Decide whether each statement agrees with the newspaper distribution text below, answering yes or no and quoting the deciding words of the text. 1. Papers reach the streets at a fixed hour. 2. Fast newspaper trains are of little value to provincial dailies and weeklies. 3. The text says delays in newspaper delivery never happen.

● **Text**:

▶

Ash ley Taylor, m.1. R,T.E.

Distributing Newspapers Over a Territory Extending from MidLancashire to West Cumberland Needs Team Work and Sometimes Superhuman Effort FOR most members of the public a certain aura of familiar romance surrounds the world of newspapers, investing them with an air of friendly reliability that is sadly disturbed on those rare occasions

• when the morning's or evening's news fails to appear at the anticipated moment.

By carefully built-up delivery systems papers appear on the streets, or at the newsagents, not at a fixed hour but at a pre-determined minute which even the most world-shaking occurrences usually fail to affect. The Press has a firm tradition that the news must come out, and even when delays occur, as sometimes they must in any walk of life, they are followed by superhuman efforts to get back on schedule.

In this team work the transport fleet has a vital part to play, whether circumstances dictate that its share be great or small. Much is heard of the fast newspaper trains that serve the principal arteries but these, unfortunately, are of little value to the provincial dailies and weeklies which, in many cases, are compelled to rely substantially on their own road transport.

◀

● **Location annotation dataset excerpts**:

▶

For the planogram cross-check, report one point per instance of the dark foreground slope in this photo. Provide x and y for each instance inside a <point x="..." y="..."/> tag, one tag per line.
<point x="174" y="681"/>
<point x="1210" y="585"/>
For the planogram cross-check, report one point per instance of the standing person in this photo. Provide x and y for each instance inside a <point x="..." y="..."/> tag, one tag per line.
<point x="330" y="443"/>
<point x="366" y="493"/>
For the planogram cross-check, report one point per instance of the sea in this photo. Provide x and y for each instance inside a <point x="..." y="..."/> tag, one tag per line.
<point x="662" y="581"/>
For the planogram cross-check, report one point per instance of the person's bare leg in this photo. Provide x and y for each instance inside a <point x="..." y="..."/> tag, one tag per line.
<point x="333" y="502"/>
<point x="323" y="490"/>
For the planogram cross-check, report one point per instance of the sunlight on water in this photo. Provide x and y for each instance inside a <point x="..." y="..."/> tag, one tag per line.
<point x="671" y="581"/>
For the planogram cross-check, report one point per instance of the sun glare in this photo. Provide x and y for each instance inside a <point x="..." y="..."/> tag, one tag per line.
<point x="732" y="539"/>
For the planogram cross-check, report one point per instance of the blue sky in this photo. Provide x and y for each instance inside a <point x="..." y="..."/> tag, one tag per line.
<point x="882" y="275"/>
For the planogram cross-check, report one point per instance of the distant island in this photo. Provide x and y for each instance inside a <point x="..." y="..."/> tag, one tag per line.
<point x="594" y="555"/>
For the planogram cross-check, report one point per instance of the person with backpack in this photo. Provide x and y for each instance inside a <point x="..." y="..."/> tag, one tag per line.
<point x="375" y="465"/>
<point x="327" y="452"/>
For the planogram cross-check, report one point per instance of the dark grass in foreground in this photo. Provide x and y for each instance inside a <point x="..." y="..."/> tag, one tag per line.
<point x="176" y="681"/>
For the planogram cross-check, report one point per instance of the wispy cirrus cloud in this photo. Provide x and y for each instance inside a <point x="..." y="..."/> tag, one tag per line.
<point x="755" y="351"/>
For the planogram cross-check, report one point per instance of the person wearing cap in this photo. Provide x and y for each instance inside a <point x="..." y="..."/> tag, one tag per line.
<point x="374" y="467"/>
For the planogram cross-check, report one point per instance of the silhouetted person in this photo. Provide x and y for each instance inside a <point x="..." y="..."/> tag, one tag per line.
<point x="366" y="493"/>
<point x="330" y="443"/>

◀

● **Response to this exercise**:
1. No: "not at a fixed hour but at a pre-determined minute"
2. Yes: "these, unfortunately, are of little value to the provincial dailies and weeklies"
3. No: "even when delays occur, as sometimes they must in any walk of life"